Detection listing
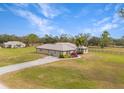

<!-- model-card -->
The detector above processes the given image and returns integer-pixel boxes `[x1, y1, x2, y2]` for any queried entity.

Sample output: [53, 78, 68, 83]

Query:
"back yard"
[0, 47, 44, 67]
[0, 48, 124, 88]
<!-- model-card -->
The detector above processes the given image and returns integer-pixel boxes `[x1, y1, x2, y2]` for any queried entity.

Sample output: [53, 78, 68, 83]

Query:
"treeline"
[0, 31, 124, 48]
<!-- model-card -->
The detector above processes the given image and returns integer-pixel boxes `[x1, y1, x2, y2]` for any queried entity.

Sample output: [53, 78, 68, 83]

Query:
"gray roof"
[4, 41, 24, 45]
[37, 43, 77, 51]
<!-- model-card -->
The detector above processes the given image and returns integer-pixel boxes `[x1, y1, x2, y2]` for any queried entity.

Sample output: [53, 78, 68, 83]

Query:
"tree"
[88, 36, 100, 46]
[118, 8, 124, 17]
[25, 34, 39, 45]
[75, 34, 86, 47]
[100, 31, 110, 48]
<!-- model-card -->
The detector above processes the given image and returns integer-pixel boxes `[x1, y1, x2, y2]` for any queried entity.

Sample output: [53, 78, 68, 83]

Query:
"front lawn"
[0, 52, 124, 88]
[0, 47, 44, 67]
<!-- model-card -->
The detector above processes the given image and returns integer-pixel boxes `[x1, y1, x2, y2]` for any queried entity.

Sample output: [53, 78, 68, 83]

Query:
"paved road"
[0, 56, 60, 88]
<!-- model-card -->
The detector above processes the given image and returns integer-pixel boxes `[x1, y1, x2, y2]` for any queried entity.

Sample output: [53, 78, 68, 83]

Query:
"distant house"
[36, 43, 88, 56]
[3, 41, 26, 48]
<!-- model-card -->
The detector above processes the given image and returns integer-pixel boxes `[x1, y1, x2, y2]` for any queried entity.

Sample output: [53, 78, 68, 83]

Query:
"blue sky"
[0, 3, 124, 38]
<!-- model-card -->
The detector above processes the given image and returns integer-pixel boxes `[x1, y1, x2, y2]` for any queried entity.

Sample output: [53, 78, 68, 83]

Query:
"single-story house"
[36, 43, 87, 56]
[77, 46, 88, 54]
[3, 41, 26, 48]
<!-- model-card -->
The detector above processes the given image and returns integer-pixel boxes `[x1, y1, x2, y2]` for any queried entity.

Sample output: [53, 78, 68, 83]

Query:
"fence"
[89, 48, 124, 55]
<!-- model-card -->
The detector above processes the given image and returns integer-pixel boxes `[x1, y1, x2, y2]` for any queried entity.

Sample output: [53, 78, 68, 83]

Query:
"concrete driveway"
[0, 56, 60, 88]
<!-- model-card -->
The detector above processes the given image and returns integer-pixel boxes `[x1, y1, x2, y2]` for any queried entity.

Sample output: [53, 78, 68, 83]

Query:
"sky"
[0, 3, 124, 38]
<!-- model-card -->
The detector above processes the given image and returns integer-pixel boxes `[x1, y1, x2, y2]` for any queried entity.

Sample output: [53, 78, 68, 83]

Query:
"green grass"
[0, 52, 124, 89]
[0, 47, 43, 67]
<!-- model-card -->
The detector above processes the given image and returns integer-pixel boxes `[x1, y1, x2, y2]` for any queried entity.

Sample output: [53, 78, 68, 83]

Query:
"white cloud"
[14, 9, 53, 33]
[100, 23, 118, 31]
[104, 4, 113, 11]
[94, 17, 111, 26]
[6, 4, 64, 35]
[38, 4, 60, 18]
[115, 4, 123, 11]
[0, 7, 5, 12]
[14, 3, 29, 8]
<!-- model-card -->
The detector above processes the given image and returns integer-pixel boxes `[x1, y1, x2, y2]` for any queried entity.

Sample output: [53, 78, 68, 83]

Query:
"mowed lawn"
[0, 52, 124, 89]
[0, 47, 44, 67]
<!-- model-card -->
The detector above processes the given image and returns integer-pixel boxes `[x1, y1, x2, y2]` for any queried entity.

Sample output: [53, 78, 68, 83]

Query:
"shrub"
[64, 54, 71, 58]
[59, 54, 64, 58]
[59, 54, 71, 58]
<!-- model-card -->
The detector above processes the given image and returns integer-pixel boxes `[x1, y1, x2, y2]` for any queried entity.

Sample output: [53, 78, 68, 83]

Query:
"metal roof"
[37, 43, 77, 51]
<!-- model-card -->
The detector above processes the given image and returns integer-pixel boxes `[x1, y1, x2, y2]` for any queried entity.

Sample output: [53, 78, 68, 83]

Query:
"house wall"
[36, 49, 48, 54]
[36, 49, 74, 57]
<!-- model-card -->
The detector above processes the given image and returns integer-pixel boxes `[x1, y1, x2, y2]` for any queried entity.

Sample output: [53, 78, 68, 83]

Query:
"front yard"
[0, 52, 124, 88]
[0, 47, 44, 67]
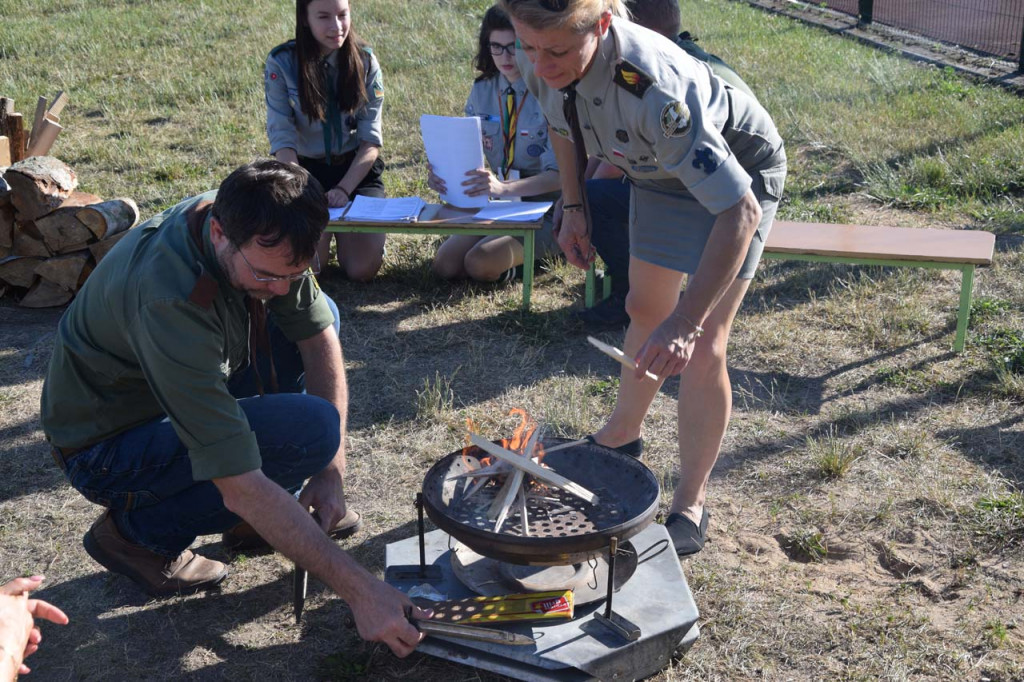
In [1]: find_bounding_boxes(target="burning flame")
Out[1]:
[462,408,544,468]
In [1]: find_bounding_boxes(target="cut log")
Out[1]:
[13,223,53,258]
[25,119,63,157]
[35,191,99,253]
[46,90,68,116]
[0,256,43,289]
[29,97,46,147]
[0,206,14,249]
[4,114,28,164]
[4,157,78,220]
[18,280,75,308]
[89,228,128,264]
[36,249,91,292]
[78,199,138,240]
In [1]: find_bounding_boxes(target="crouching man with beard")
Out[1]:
[42,160,423,655]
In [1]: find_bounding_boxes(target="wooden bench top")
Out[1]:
[765,220,995,265]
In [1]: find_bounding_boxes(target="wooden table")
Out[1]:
[327,204,544,310]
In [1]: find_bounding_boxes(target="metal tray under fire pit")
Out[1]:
[423,438,659,565]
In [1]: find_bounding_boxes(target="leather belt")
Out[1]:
[50,445,88,473]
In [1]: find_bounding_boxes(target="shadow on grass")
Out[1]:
[29,516,504,680]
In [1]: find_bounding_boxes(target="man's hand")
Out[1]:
[634,313,696,380]
[555,207,597,270]
[299,466,347,532]
[348,580,431,658]
[427,164,447,195]
[327,187,352,208]
[0,576,68,675]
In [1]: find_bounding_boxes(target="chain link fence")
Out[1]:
[813,0,1024,72]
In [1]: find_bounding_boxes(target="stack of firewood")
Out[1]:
[0,157,138,308]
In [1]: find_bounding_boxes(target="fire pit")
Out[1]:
[384,421,699,682]
[423,438,659,565]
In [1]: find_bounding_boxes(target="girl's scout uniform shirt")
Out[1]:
[41,191,334,480]
[516,17,785,215]
[263,40,384,161]
[466,74,558,179]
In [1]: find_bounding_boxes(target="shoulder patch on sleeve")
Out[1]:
[662,100,690,137]
[612,59,654,97]
[270,40,295,56]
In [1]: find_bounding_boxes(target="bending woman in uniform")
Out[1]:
[263,0,385,282]
[503,0,785,556]
[427,7,559,282]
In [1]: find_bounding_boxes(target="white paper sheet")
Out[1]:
[420,114,487,208]
[473,202,551,222]
[329,195,426,222]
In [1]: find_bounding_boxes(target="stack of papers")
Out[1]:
[473,202,551,222]
[330,195,426,222]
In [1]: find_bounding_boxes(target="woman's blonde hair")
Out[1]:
[500,0,629,33]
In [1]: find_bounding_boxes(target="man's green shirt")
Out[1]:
[42,191,334,480]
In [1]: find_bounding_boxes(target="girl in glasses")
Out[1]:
[427,7,558,282]
[263,0,385,282]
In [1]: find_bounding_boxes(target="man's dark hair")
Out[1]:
[473,5,515,81]
[626,0,680,39]
[213,159,329,265]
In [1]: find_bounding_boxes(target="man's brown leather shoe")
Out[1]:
[220,509,362,554]
[83,510,227,597]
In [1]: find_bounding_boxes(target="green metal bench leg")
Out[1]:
[584,263,611,308]
[522,229,535,310]
[953,265,974,353]
[583,263,597,308]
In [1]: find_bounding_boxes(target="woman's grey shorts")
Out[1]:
[630,154,785,280]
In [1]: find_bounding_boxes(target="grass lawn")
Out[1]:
[0,0,1024,681]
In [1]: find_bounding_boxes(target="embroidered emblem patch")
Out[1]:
[693,146,718,175]
[612,59,653,97]
[662,101,690,137]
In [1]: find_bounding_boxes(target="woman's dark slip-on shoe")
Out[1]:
[665,507,711,556]
[584,434,643,460]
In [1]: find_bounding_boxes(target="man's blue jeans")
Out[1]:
[67,298,341,557]
[587,178,630,296]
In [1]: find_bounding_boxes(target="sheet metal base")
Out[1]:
[385,524,699,682]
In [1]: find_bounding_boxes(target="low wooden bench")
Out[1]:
[586,220,995,352]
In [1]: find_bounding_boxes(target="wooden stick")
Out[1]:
[469,433,599,505]
[544,438,590,455]
[29,97,46,147]
[516,487,529,538]
[587,336,660,381]
[487,426,541,532]
[46,90,68,116]
[26,119,63,157]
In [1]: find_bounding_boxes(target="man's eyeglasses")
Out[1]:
[234,247,319,282]
[509,0,569,12]
[487,43,515,56]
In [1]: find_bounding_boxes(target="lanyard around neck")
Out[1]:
[498,84,526,180]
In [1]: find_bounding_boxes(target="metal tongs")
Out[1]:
[406,609,537,646]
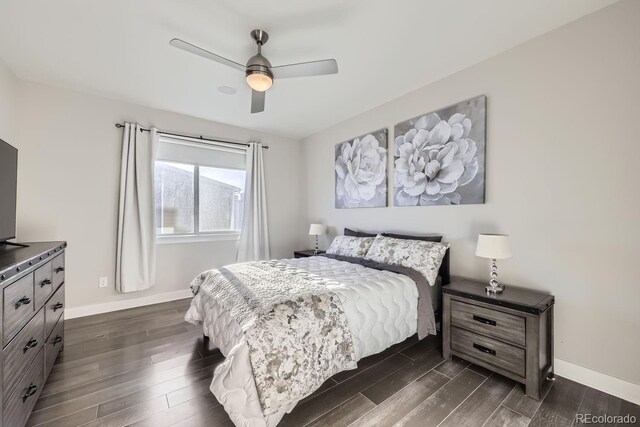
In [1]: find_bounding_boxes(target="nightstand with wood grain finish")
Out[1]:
[442,279,554,400]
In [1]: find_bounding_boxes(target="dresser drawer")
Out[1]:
[33,262,54,309]
[451,301,526,346]
[2,273,34,345]
[451,326,525,377]
[44,318,64,376]
[51,252,64,289]
[2,309,44,396]
[2,349,45,427]
[44,285,64,338]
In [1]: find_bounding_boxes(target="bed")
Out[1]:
[185,234,449,427]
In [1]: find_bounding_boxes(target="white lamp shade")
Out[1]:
[476,234,511,259]
[309,224,324,236]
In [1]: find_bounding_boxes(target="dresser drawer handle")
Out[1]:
[22,383,38,402]
[473,343,496,356]
[16,296,31,310]
[22,338,38,353]
[473,314,496,326]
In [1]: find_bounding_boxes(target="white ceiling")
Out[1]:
[0,0,616,138]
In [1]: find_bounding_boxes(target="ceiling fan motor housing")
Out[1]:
[246,54,273,79]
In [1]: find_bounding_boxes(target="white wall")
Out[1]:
[300,0,640,384]
[0,58,17,147]
[15,81,304,308]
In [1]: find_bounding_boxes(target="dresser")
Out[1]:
[442,279,554,400]
[0,242,67,427]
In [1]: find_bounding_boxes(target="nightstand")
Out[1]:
[442,279,554,400]
[293,249,326,258]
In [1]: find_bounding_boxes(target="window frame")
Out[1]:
[153,159,244,245]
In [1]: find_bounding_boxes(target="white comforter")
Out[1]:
[185,257,418,427]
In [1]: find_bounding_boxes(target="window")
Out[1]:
[154,140,246,242]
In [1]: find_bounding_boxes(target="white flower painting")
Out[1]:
[394,96,486,206]
[336,129,388,209]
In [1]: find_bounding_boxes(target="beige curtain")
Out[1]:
[116,123,158,292]
[237,142,271,262]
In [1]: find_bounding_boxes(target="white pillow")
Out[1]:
[327,236,373,258]
[365,234,449,286]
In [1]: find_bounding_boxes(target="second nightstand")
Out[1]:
[442,280,554,400]
[293,249,326,258]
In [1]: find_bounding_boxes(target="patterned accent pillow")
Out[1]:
[365,235,449,286]
[327,236,373,258]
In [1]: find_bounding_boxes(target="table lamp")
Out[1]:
[309,224,324,255]
[476,234,511,294]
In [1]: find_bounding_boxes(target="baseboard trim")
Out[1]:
[64,288,192,319]
[554,358,640,405]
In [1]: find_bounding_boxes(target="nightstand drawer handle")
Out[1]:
[473,343,496,356]
[22,383,38,402]
[22,338,38,353]
[473,315,496,326]
[15,296,31,310]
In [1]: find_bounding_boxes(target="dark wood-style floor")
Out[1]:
[28,300,640,427]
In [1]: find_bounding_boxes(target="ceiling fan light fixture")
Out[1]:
[247,70,273,92]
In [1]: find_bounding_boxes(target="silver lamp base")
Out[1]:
[484,258,504,294]
[484,285,504,294]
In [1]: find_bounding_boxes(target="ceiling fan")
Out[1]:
[169,30,338,113]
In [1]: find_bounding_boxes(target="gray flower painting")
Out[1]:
[336,129,388,209]
[394,96,487,206]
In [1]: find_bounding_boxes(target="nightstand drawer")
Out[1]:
[451,301,526,346]
[451,327,525,377]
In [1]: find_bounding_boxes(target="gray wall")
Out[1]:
[300,0,640,384]
[15,81,304,307]
[0,59,17,147]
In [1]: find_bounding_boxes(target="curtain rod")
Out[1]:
[116,123,269,150]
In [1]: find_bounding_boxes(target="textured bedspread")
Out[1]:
[191,261,356,416]
[185,257,424,427]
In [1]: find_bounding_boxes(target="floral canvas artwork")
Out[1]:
[394,96,486,206]
[335,129,388,209]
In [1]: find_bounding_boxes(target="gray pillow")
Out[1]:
[382,233,442,242]
[344,228,378,241]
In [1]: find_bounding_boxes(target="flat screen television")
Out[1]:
[0,139,18,244]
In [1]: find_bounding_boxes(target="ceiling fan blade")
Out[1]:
[251,90,266,114]
[271,59,338,79]
[169,39,246,71]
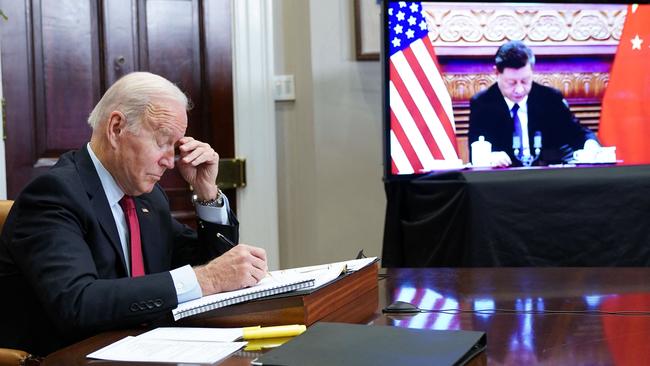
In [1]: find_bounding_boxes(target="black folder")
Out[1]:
[252,323,486,366]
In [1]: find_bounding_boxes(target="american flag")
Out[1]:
[388,1,458,174]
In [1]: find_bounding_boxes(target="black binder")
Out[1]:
[252,323,486,366]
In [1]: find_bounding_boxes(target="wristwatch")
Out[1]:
[192,187,223,207]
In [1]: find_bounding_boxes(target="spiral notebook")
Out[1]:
[172,276,315,320]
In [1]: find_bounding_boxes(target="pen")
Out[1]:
[217,233,237,248]
[242,324,307,340]
[217,233,274,278]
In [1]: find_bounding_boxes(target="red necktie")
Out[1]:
[120,195,144,277]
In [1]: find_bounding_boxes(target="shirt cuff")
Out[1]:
[194,195,230,225]
[169,264,203,304]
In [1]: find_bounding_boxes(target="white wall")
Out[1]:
[0,35,7,200]
[273,0,386,267]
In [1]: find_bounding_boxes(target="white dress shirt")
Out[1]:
[503,95,530,156]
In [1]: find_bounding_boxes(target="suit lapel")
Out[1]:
[492,84,515,137]
[75,146,127,273]
[135,196,163,273]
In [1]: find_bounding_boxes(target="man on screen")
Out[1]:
[0,72,267,356]
[469,41,600,167]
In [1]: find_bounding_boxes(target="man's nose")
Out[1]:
[160,148,174,169]
[515,84,524,94]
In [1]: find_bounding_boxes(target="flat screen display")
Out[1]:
[381,1,650,179]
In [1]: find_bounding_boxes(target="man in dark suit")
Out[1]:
[468,41,600,167]
[0,72,267,355]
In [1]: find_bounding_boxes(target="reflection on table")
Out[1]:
[375,268,650,365]
[44,268,650,366]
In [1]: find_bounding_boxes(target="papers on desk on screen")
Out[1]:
[172,257,376,320]
[87,328,246,363]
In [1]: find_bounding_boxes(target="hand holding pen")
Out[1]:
[194,233,268,296]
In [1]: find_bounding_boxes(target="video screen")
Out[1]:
[382,1,650,178]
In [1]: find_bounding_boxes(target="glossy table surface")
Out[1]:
[44,268,650,365]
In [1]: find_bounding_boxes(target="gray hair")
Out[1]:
[88,72,190,132]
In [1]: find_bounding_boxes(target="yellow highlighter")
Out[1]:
[242,324,307,340]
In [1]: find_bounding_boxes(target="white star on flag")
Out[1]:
[630,34,643,50]
[409,15,415,25]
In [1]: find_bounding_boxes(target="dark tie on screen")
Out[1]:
[120,195,144,277]
[510,103,524,154]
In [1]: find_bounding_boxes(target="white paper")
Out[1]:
[137,327,244,342]
[87,336,246,363]
[270,257,377,288]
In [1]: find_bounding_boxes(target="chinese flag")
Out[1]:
[599,4,650,164]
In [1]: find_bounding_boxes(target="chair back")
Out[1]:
[0,200,14,231]
[0,200,41,366]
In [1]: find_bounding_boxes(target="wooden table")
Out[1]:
[44,268,650,365]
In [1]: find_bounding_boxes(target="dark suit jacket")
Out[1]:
[468,83,596,165]
[0,147,238,355]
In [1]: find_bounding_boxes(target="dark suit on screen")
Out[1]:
[468,82,596,165]
[0,147,238,355]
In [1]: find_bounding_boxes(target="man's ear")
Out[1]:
[106,111,126,147]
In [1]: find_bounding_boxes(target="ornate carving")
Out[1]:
[444,72,609,102]
[423,2,627,47]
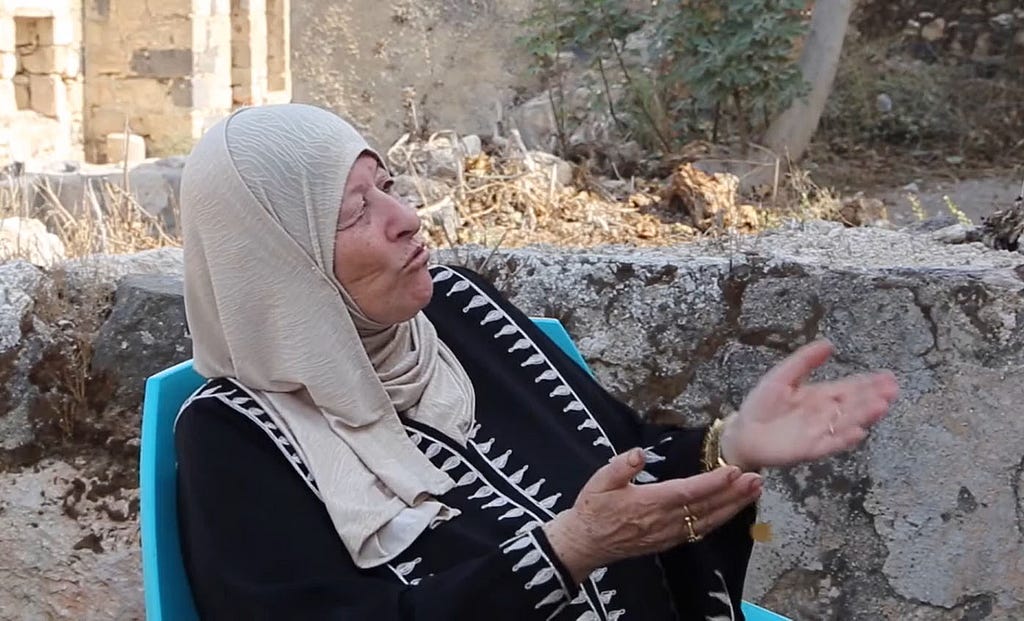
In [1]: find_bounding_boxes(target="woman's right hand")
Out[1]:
[543,449,762,583]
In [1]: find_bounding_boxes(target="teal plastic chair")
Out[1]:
[139,318,790,621]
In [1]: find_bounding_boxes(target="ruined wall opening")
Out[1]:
[13,16,57,118]
[266,0,288,91]
[231,0,255,106]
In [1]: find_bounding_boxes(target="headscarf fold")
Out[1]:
[181,104,475,568]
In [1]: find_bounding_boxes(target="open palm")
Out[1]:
[722,340,899,470]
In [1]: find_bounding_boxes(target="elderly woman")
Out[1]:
[175,105,897,621]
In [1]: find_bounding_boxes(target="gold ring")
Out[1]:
[683,515,703,543]
[828,404,843,436]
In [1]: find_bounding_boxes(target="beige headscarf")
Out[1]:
[181,104,474,568]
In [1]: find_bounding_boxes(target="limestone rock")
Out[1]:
[466,226,1024,620]
[92,274,191,420]
[0,229,1024,621]
[0,261,43,453]
[0,460,144,621]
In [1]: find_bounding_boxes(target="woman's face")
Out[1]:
[334,154,433,325]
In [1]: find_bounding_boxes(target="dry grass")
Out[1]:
[0,171,180,259]
[0,170,180,443]
[389,132,853,257]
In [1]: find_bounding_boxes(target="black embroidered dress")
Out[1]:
[175,266,754,621]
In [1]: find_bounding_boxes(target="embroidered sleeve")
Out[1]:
[501,529,580,615]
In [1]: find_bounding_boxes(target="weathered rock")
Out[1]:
[392,174,453,207]
[92,275,191,420]
[0,217,65,267]
[0,157,184,234]
[0,261,43,451]
[452,225,1024,621]
[0,227,1024,621]
[61,248,184,295]
[0,460,144,621]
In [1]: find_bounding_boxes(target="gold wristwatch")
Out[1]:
[700,418,729,472]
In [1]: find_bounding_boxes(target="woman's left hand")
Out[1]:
[721,340,899,470]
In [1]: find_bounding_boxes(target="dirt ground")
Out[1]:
[802,145,1024,225]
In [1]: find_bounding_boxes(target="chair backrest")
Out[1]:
[139,318,788,621]
[138,360,205,621]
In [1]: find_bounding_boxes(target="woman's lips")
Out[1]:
[404,246,430,267]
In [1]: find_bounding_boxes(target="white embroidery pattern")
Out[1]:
[174,377,324,502]
[706,570,736,621]
[430,265,617,456]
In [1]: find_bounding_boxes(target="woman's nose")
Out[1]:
[386,195,423,239]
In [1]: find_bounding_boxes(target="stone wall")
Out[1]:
[0,223,1024,621]
[0,0,291,164]
[0,0,83,163]
[85,0,231,161]
[292,0,536,148]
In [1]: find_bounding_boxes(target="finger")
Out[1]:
[819,426,867,457]
[641,466,741,510]
[830,375,891,427]
[683,480,763,537]
[765,340,834,387]
[684,472,762,519]
[581,449,643,493]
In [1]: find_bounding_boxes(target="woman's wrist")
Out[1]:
[706,412,759,472]
[542,509,602,584]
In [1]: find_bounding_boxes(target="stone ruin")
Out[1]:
[0,0,292,166]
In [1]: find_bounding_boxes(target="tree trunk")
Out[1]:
[764,0,856,166]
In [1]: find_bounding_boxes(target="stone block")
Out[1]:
[92,275,191,410]
[0,80,18,116]
[0,16,17,52]
[85,106,127,140]
[171,78,193,108]
[193,75,231,111]
[106,131,145,164]
[231,37,254,69]
[0,52,17,80]
[231,84,255,106]
[65,78,85,115]
[20,45,59,74]
[122,15,192,50]
[85,38,131,75]
[13,19,37,46]
[39,15,75,45]
[107,78,170,111]
[231,67,253,86]
[54,48,82,78]
[29,75,68,119]
[130,48,193,78]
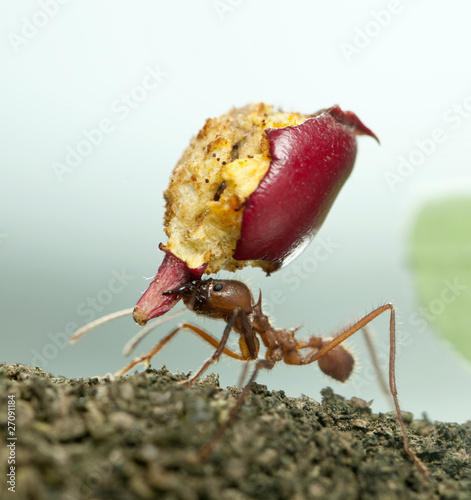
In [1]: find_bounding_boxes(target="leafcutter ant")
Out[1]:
[71,278,428,475]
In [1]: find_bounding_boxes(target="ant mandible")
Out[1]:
[71,278,428,474]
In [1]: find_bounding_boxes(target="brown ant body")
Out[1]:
[72,278,428,474]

#### [JOB]
Reproduce verbatim the lines running from the beginning of the listing through the line containing "[0, 48, 124, 88]", including both ends. Leave the pictures out of your answer.

#### [FINISHED EXERCISE]
<!-- model-card -->
The detector above processes the given image and returns integer-pixel boxes `[x1, y1, x2, y2]` for any queried entity.

Sample output: [53, 78, 68, 83]

Query:
"back yard"
[0, 47, 44, 67]
[0, 48, 124, 88]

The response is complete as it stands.